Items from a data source
********
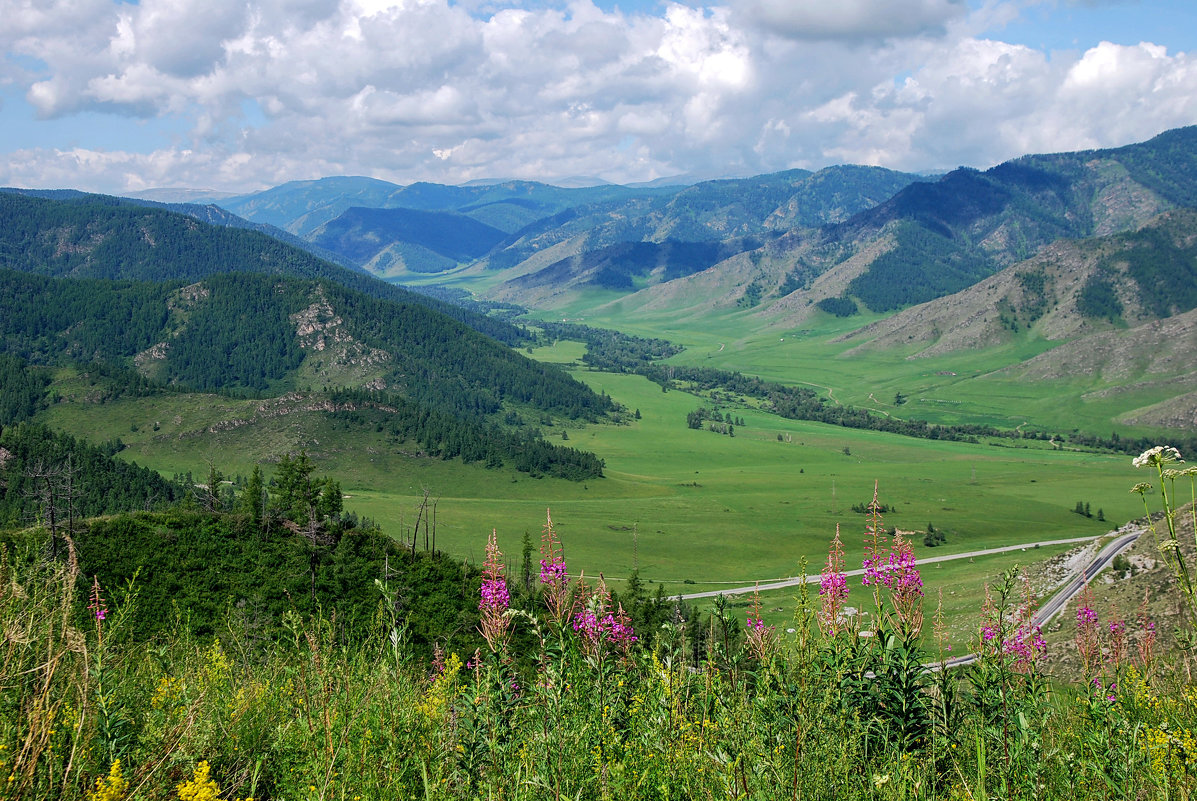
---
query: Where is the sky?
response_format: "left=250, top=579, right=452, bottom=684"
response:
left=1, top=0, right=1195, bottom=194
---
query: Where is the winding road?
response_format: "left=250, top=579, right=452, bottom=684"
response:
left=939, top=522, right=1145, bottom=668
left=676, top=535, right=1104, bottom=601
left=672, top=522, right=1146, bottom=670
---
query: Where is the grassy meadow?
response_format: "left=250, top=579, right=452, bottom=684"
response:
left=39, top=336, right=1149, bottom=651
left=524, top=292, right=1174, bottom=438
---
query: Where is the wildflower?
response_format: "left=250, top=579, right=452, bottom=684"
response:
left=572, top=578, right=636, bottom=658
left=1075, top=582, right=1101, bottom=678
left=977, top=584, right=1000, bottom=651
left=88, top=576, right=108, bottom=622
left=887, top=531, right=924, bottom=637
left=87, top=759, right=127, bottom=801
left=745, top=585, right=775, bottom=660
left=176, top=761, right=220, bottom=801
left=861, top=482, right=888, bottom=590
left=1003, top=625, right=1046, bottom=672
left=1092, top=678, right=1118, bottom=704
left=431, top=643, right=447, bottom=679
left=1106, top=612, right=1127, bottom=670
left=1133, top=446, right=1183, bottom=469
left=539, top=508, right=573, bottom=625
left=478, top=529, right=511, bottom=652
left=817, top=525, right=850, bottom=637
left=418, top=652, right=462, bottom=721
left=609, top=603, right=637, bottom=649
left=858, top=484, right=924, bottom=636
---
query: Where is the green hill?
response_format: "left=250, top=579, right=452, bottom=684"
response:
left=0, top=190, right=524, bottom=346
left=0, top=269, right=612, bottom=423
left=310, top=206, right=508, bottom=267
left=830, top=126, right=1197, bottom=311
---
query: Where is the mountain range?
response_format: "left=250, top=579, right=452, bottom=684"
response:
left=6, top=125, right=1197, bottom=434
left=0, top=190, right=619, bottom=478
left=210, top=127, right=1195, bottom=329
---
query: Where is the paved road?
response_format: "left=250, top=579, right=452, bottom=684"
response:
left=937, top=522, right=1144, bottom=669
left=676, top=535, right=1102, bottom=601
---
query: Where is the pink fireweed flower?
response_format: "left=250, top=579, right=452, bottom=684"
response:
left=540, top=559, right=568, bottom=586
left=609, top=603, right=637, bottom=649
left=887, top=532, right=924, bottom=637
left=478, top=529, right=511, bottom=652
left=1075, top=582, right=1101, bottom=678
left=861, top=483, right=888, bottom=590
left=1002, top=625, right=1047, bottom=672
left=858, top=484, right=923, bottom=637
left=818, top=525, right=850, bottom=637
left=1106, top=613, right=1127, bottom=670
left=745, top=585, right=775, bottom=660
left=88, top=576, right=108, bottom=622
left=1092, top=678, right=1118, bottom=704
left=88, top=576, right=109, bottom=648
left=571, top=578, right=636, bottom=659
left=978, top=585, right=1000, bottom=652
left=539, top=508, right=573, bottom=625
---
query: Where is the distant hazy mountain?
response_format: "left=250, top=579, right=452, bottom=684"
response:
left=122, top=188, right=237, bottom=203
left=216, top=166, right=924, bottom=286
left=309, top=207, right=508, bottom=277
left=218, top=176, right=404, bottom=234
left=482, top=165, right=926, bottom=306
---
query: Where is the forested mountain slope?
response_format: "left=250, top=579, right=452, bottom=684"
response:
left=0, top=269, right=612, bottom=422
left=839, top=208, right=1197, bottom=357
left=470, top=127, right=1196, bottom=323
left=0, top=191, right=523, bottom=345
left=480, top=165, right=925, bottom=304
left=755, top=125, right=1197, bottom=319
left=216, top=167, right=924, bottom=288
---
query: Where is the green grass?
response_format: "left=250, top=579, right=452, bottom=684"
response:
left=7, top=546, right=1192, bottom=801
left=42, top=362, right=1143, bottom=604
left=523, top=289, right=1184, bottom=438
********
**Problem to work on**
Omit every image. Quote each record exactly.

**Exercise answer**
---
query: Where is the sky?
response_format: "left=250, top=579, right=452, bottom=684"
response:
left=1, top=0, right=1195, bottom=194
---
query: Where is the winding road?
response_format: "left=250, top=579, right=452, bottom=684"
response:
left=939, top=522, right=1145, bottom=668
left=676, top=535, right=1104, bottom=601
left=672, top=522, right=1146, bottom=670
---
query: Where is the grassy meadow?
response_format: "left=250, top=579, right=452, bottom=684"
response:
left=39, top=336, right=1149, bottom=651
left=524, top=292, right=1174, bottom=438
---
query: Where is the wildflower?
response_format: "left=250, top=579, right=452, bottom=684"
response:
left=572, top=578, right=636, bottom=658
left=1075, top=582, right=1101, bottom=678
left=977, top=584, right=1000, bottom=651
left=88, top=576, right=108, bottom=622
left=887, top=531, right=924, bottom=637
left=87, top=759, right=127, bottom=801
left=745, top=585, right=775, bottom=660
left=176, top=761, right=220, bottom=801
left=861, top=482, right=888, bottom=590
left=1003, top=625, right=1046, bottom=672
left=1092, top=678, right=1118, bottom=704
left=431, top=643, right=447, bottom=679
left=1106, top=612, right=1127, bottom=670
left=1133, top=446, right=1183, bottom=469
left=539, top=508, right=573, bottom=625
left=478, top=529, right=511, bottom=652
left=817, top=525, right=850, bottom=637
left=418, top=652, right=462, bottom=721
left=609, top=603, right=637, bottom=649
left=858, top=484, right=924, bottom=636
---
query: Where is the green hill?
response_format: "left=250, top=579, right=452, bottom=684"
response:
left=0, top=190, right=524, bottom=346
left=0, top=269, right=612, bottom=423
left=310, top=206, right=508, bottom=267
left=830, top=126, right=1197, bottom=311
---
query: Where is the mountain range?
response_format: "left=250, top=579, right=452, bottom=684"
response:
left=6, top=125, right=1197, bottom=434
left=0, top=190, right=619, bottom=478
left=210, top=127, right=1195, bottom=329
---
query: Where is the paved road?
response_format: "left=250, top=579, right=452, bottom=684"
response:
left=937, top=522, right=1144, bottom=669
left=676, top=535, right=1102, bottom=601
---
query: Where is the pink fireweed flower?
response_format: "left=250, top=579, right=452, bottom=684"
response:
left=540, top=559, right=568, bottom=586
left=609, top=603, right=637, bottom=649
left=887, top=532, right=924, bottom=637
left=478, top=529, right=511, bottom=652
left=1075, top=582, right=1101, bottom=678
left=861, top=483, right=888, bottom=590
left=1002, top=625, right=1047, bottom=672
left=858, top=484, right=923, bottom=637
left=818, top=525, right=850, bottom=637
left=1106, top=613, right=1127, bottom=670
left=745, top=585, right=775, bottom=660
left=88, top=576, right=108, bottom=622
left=1092, top=678, right=1118, bottom=704
left=88, top=576, right=109, bottom=648
left=571, top=578, right=636, bottom=659
left=978, top=585, right=1000, bottom=652
left=539, top=508, right=573, bottom=625
---
query: Where is the distant hazy mountain?
response_format: "left=250, top=579, right=452, bottom=684"
response:
left=122, top=188, right=237, bottom=203
left=216, top=166, right=924, bottom=286
left=309, top=207, right=508, bottom=277
left=218, top=176, right=404, bottom=234
left=482, top=165, right=926, bottom=306
---
query: Where is the forested mountain slope?
response_format: "left=250, top=579, right=452, bottom=684"
response:
left=0, top=269, right=612, bottom=422
left=839, top=208, right=1197, bottom=357
left=470, top=127, right=1196, bottom=323
left=0, top=191, right=523, bottom=345
left=480, top=165, right=925, bottom=304
left=755, top=125, right=1197, bottom=319
left=216, top=167, right=924, bottom=288
---
query: Where is the green grass?
response_format: "left=250, top=579, right=452, bottom=684"
response:
left=7, top=546, right=1192, bottom=801
left=42, top=362, right=1143, bottom=604
left=523, top=289, right=1184, bottom=438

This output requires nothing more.